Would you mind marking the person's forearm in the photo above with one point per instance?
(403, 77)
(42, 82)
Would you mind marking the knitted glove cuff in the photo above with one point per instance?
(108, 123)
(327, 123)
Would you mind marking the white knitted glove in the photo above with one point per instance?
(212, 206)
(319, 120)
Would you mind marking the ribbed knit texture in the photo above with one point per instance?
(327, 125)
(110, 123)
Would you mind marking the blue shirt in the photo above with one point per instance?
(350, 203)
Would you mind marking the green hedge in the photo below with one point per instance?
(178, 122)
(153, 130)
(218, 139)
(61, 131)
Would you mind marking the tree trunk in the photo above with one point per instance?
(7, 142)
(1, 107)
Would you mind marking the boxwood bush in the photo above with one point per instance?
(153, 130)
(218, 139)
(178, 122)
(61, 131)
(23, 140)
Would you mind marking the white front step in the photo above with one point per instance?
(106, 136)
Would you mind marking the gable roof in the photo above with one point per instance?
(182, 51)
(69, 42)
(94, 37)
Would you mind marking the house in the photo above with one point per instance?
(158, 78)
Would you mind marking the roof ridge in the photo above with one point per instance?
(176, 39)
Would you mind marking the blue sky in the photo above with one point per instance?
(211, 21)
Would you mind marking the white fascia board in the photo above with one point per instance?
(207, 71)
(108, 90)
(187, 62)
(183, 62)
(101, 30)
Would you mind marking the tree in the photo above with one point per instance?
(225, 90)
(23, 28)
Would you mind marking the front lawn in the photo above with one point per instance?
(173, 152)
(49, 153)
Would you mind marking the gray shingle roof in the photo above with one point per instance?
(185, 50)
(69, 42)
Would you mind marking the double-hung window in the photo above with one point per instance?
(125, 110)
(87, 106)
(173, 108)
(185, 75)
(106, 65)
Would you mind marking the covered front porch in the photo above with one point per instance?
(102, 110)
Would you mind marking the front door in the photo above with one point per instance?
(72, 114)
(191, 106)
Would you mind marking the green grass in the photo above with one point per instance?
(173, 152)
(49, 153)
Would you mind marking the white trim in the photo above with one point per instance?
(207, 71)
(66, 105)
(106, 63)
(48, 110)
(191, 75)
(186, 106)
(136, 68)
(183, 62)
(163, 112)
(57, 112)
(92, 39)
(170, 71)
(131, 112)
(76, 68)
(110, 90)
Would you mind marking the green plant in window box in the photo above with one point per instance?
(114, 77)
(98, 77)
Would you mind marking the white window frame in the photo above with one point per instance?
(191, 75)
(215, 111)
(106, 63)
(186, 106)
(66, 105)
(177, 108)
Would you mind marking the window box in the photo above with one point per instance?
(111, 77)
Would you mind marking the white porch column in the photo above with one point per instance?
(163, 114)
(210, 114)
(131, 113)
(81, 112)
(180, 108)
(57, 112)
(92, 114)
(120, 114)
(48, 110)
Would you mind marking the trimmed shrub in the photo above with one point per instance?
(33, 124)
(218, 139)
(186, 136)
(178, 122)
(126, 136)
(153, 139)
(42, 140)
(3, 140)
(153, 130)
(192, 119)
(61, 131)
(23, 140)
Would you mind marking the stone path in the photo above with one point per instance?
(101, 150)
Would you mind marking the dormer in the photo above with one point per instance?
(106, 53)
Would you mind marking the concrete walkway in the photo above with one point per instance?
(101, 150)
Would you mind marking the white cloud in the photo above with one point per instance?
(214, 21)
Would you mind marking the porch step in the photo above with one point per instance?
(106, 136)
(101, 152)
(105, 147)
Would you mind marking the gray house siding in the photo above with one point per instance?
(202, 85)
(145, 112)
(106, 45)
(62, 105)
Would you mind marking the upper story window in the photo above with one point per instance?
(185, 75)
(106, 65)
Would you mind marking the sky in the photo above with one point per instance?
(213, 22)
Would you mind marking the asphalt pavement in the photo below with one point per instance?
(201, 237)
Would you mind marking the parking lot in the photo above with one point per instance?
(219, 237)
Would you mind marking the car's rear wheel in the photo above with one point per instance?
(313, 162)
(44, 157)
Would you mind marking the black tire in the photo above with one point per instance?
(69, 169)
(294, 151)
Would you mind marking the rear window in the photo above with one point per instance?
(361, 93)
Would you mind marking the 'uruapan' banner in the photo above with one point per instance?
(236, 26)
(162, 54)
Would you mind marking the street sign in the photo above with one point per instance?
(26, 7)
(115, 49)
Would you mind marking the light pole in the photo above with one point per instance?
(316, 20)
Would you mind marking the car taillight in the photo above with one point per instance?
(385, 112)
****
## Instrução:
Copie todos os dados acima, linha por linha, sem qualquer alteração.

## Solução:
Would you mind marking the person's forearm in the photo above with one point per instance?
(403, 77)
(42, 82)
Would you mind marking the knitted glove cuff in the photo above with one point per instance?
(108, 123)
(327, 123)
Would you mind marking the white knitted glove in the photo above with one point per instance?
(212, 206)
(319, 120)
Would you mind marking the ribbed knit texture in the photo above with one point per instance?
(327, 125)
(110, 123)
Would you mind marking the blue shirt in the photo above with one point per instance?
(350, 203)
Would you mind marking the green hedge in the photo below with one point per instance?
(178, 122)
(153, 130)
(218, 139)
(61, 131)
Would you mind marking the tree trunk in the photo above with one point per instance?
(7, 142)
(1, 107)
Would you mind marking the boxwood bush in the photo above with one point per instance?
(153, 130)
(218, 139)
(178, 122)
(61, 131)
(23, 140)
Would you mind marking the white front step in the photo above with one point per instance?
(106, 136)
Would you mind marking the gable roof in the photo above with one point per instance?
(182, 51)
(69, 42)
(94, 37)
Would you mind marking the house in the photo above with one point per instance?
(158, 78)
Would you mind marking the roof ridge in the photo above with one point per instance?
(176, 39)
Would you mind marking the blue sky in the photo above with one point per instance?
(211, 21)
Would you mind marking the white fascia board in the photo above with one point per instance?
(207, 71)
(108, 90)
(187, 62)
(183, 62)
(101, 30)
Would you mind marking the tree in the photo above with one point per instance?
(225, 90)
(23, 28)
Would you mind marking the front lawn in the photo above with one point per instance?
(173, 152)
(49, 153)
Would you mind marking the gray shingle roof in the photo above with one point per instance?
(185, 50)
(69, 42)
Would you mind marking the double-hung window in the photo above with one point per instance?
(125, 110)
(87, 106)
(173, 108)
(185, 75)
(106, 65)
Would you mind marking the covered front porch in the photo above with one point per instance?
(102, 110)
Would you mind marking the front door in the photo above with one point per instance?
(72, 114)
(191, 106)
Would you mind marking the green grass in the photo above with one point per instance?
(173, 152)
(49, 153)
Would you mind marking the white trim in the photo above with one point per instance?
(207, 71)
(66, 105)
(106, 63)
(48, 110)
(191, 75)
(186, 106)
(136, 68)
(183, 62)
(163, 112)
(57, 112)
(92, 39)
(170, 71)
(131, 112)
(76, 68)
(110, 90)
Would you mind marking the green plant in window box in the photo above with one point per instance?
(114, 77)
(98, 77)
Would you mind marking the white window frame in the photo above with one point per instance?
(191, 75)
(215, 111)
(106, 63)
(186, 106)
(66, 105)
(177, 108)
Would you mind marking the window box in the photo above with one point per instance?
(111, 77)
Would you mind marking the white porch column in the photo above with one point per instance?
(163, 114)
(210, 114)
(131, 113)
(81, 112)
(180, 108)
(57, 112)
(92, 114)
(120, 114)
(48, 110)
Would you mind marking the trimmed shrub in the photo above with one point per instance?
(33, 124)
(218, 139)
(186, 136)
(178, 122)
(126, 136)
(153, 139)
(42, 140)
(3, 140)
(153, 130)
(192, 119)
(61, 131)
(23, 140)
Would you mind marking the stone path in the photo above with one point per instance?
(101, 150)
Would you mind marking the dormer in the photo above with one point per instance?
(106, 53)
Would you mind marking the concrete walkway in the photo above with one point per instance?
(101, 150)
Would you mind marking the white cloud in the photo above with one point per instance?
(214, 21)
Would you mind marking the porch step in the photo above with one point per instance?
(106, 136)
(101, 152)
(105, 147)
Would you mind marking the gray house siding in the photo above with one point per instance?
(202, 85)
(145, 112)
(106, 45)
(62, 105)
Would you mind marking the upper story window in the photo above with one point per instance?
(185, 75)
(106, 65)
Would you mind marking the sky in the photo above with one point per instance?
(213, 22)
Would you mind marking the asphalt pavement in the photo below with one point per instance?
(201, 237)
Would you mind marking the parking lot in the photo above with one point per instance?
(219, 237)
Would you mind marking the car's rear wheel in the photo above with one point per instance?
(313, 162)
(44, 157)
Would you mind marking the black tire in the photo above with one point per instance?
(69, 169)
(294, 151)
Would you mind marking the rear window in the photo above with one point per instance?
(361, 93)
Would you mind marking the 'uruapan' banner in the photo above with one point per instance?
(236, 26)
(162, 54)
Would you mind marking the street sign in the photo above with one point per instance?
(26, 7)
(115, 49)
Would you mind marking the light pole in the photo above with one point per instance?
(316, 20)
Would you mind marking the car taillight in the photo above with one point per instance?
(385, 112)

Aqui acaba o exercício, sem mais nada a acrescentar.